▶ Direction
Only the lines from the one containing "point_to annotates the black sunglasses" through the end of the data below should be copied, each exactly as written and with both ends kept.

Object position labeling entries
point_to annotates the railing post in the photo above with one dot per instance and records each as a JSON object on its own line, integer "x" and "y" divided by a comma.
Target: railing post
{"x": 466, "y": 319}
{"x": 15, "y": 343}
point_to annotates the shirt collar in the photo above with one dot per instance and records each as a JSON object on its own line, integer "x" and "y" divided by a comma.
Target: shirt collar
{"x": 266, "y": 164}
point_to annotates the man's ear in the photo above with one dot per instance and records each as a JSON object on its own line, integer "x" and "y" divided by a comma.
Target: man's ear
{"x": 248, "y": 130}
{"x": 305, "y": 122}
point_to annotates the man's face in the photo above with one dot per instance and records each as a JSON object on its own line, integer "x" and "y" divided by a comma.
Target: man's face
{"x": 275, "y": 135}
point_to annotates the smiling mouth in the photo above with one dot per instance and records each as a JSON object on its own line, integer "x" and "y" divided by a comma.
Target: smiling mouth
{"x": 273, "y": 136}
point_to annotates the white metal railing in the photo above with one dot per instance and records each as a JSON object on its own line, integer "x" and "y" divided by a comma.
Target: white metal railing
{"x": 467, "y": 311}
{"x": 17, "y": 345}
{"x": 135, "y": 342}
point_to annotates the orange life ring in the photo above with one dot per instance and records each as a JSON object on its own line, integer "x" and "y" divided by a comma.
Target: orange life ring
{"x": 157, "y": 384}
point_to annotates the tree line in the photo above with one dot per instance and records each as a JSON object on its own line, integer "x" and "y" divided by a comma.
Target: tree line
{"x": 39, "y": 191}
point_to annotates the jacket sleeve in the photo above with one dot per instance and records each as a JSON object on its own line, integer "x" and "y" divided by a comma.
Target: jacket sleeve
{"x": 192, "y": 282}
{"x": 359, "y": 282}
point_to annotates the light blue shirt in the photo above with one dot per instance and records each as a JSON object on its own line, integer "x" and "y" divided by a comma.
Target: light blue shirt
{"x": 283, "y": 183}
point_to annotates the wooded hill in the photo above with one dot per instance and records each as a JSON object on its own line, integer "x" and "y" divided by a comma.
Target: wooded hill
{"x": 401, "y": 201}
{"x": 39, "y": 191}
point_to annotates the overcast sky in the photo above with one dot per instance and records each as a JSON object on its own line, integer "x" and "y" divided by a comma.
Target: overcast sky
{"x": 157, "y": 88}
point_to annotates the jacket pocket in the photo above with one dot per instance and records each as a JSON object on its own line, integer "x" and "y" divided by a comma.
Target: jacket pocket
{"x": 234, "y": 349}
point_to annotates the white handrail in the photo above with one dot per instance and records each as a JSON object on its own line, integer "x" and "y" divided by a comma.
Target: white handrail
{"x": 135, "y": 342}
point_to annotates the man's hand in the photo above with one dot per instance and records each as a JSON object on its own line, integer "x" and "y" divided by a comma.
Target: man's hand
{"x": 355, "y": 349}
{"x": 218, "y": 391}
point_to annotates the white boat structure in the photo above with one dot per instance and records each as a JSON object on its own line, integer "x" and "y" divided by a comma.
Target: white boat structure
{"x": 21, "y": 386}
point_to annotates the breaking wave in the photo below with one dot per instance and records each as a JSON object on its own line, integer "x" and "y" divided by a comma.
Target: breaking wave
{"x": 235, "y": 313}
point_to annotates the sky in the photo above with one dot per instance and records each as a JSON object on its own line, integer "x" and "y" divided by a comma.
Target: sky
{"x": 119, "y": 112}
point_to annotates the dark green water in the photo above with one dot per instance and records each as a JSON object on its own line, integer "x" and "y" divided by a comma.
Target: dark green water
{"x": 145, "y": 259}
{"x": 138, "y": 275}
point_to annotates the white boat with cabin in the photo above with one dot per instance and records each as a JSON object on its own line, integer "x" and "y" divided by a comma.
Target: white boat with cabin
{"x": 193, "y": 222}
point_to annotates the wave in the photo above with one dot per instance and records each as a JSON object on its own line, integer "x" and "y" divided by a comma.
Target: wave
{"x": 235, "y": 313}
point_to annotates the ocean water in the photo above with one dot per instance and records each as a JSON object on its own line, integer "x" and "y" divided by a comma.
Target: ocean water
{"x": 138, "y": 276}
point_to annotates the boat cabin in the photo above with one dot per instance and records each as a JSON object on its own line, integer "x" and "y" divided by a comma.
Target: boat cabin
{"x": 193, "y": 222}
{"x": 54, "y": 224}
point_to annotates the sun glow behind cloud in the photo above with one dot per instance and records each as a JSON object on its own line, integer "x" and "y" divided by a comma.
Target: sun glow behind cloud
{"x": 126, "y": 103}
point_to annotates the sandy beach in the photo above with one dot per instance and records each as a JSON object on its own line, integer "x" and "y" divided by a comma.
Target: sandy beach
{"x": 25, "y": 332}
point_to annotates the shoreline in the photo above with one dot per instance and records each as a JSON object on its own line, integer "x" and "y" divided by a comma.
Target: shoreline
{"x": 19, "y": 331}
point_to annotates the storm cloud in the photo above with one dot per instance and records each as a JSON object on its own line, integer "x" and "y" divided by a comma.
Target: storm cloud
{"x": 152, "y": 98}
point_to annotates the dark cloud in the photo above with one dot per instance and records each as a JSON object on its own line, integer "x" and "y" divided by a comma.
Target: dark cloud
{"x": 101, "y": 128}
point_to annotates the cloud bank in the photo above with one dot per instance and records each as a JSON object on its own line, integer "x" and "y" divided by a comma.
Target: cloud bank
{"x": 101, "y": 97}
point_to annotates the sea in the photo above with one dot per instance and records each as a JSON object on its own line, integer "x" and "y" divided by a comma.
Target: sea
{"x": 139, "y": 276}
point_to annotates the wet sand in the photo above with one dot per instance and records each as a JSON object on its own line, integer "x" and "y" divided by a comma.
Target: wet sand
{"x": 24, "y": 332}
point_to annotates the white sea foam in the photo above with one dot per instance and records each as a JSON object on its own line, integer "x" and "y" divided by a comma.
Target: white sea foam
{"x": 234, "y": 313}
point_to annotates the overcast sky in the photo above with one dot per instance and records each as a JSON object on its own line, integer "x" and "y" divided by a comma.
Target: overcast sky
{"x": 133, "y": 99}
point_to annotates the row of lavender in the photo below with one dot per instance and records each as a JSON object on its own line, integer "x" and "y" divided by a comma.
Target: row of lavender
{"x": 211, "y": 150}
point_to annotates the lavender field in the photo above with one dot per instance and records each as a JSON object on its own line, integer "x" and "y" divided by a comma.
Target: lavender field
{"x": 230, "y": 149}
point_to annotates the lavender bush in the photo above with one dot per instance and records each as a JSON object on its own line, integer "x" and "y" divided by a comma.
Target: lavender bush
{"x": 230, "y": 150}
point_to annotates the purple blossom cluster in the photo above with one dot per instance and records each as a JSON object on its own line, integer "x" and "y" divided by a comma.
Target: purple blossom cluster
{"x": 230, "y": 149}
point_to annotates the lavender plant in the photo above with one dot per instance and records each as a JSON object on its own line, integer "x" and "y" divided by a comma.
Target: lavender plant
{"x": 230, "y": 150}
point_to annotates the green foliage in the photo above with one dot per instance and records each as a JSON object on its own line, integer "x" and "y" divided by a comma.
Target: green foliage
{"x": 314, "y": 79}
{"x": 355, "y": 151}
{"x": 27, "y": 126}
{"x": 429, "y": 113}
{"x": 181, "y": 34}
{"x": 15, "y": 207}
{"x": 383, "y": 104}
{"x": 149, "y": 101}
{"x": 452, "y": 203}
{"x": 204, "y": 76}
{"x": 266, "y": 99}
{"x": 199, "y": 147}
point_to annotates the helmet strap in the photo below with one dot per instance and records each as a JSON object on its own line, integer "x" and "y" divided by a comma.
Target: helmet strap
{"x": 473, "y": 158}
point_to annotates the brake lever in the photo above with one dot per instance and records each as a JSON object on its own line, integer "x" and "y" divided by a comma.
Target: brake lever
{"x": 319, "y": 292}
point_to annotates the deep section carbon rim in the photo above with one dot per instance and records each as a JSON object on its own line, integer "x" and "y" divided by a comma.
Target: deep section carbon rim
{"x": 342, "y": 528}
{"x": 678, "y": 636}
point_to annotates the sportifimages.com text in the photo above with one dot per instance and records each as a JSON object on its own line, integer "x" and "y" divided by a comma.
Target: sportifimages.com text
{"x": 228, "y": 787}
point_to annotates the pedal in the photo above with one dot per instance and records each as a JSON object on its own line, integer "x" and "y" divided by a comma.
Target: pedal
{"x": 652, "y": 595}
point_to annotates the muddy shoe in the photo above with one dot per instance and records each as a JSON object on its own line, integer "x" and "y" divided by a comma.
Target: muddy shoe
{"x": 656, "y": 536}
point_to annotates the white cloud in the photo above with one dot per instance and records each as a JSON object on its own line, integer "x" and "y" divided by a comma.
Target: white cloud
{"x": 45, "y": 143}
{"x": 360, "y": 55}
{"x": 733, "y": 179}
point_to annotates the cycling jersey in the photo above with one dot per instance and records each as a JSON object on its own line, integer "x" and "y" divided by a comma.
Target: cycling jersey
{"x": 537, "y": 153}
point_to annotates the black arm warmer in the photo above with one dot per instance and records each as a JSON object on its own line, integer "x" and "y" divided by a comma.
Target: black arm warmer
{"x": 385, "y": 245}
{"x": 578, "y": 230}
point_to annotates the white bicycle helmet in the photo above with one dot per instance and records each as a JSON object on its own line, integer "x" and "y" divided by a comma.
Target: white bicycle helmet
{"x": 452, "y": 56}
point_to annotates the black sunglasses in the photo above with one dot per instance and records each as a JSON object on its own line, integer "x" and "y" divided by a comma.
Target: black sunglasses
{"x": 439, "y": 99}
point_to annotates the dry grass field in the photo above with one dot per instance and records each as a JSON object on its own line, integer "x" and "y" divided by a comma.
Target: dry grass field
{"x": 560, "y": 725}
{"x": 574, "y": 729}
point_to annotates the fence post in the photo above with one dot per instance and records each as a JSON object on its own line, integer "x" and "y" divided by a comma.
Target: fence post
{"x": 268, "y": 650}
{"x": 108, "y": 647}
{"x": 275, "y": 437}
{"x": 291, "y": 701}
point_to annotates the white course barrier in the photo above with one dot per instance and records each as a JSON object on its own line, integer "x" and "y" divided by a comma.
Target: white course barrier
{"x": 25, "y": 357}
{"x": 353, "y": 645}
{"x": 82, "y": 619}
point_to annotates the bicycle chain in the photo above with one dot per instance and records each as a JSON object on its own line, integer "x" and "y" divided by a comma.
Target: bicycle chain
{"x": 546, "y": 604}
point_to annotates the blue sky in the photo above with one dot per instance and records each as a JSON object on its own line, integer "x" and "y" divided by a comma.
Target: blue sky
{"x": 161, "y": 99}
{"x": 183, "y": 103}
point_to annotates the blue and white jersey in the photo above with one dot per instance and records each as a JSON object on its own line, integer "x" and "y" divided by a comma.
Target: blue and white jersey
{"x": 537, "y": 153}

▶ Written reply
point_to annotates the black sunglasses in the photo above with one dot per instance and records each as a JSON object on its own line, integer "x" and "y" divided by a comma.
Target: black sunglasses
{"x": 439, "y": 99}
point_to annotates the dry grass field in the photo above with one dot per instance and records each as a JSON object on its own line, integer "x" and "y" divided by a comma.
Target: dry grass field
{"x": 560, "y": 725}
{"x": 574, "y": 729}
point_to annotates the fence post in the photo above with one dot per instance and records each as a JSON object on its own line, integer "x" and "y" divided by a comma.
Target: fence post
{"x": 268, "y": 650}
{"x": 108, "y": 647}
{"x": 275, "y": 437}
{"x": 291, "y": 701}
point_to annotates the white course barrier in the photo above with one dot per instance and records each as a JSON object on its own line, integer "x" and "y" divided by a comma.
Target: white course barrier
{"x": 25, "y": 357}
{"x": 353, "y": 645}
{"x": 82, "y": 619}
point_to annotates the bicycle chain in the photo above with one dot per instance and records each as a JSON object on its own line, integer "x" and "y" divided by a comma.
Target: bicycle chain
{"x": 546, "y": 604}
point_to annotates the blue sky in the photo above with one dot per instance and records each as a JSON object on its own line, integer "x" and "y" divided by a comma.
Target: blue sky
{"x": 161, "y": 99}
{"x": 183, "y": 103}
point_to annotates the blue and white jersey in the photo above with one dot per instance and records each as a JSON object on its own line, integer "x" and "y" divided by a comma.
Target: blue and white jersey
{"x": 537, "y": 153}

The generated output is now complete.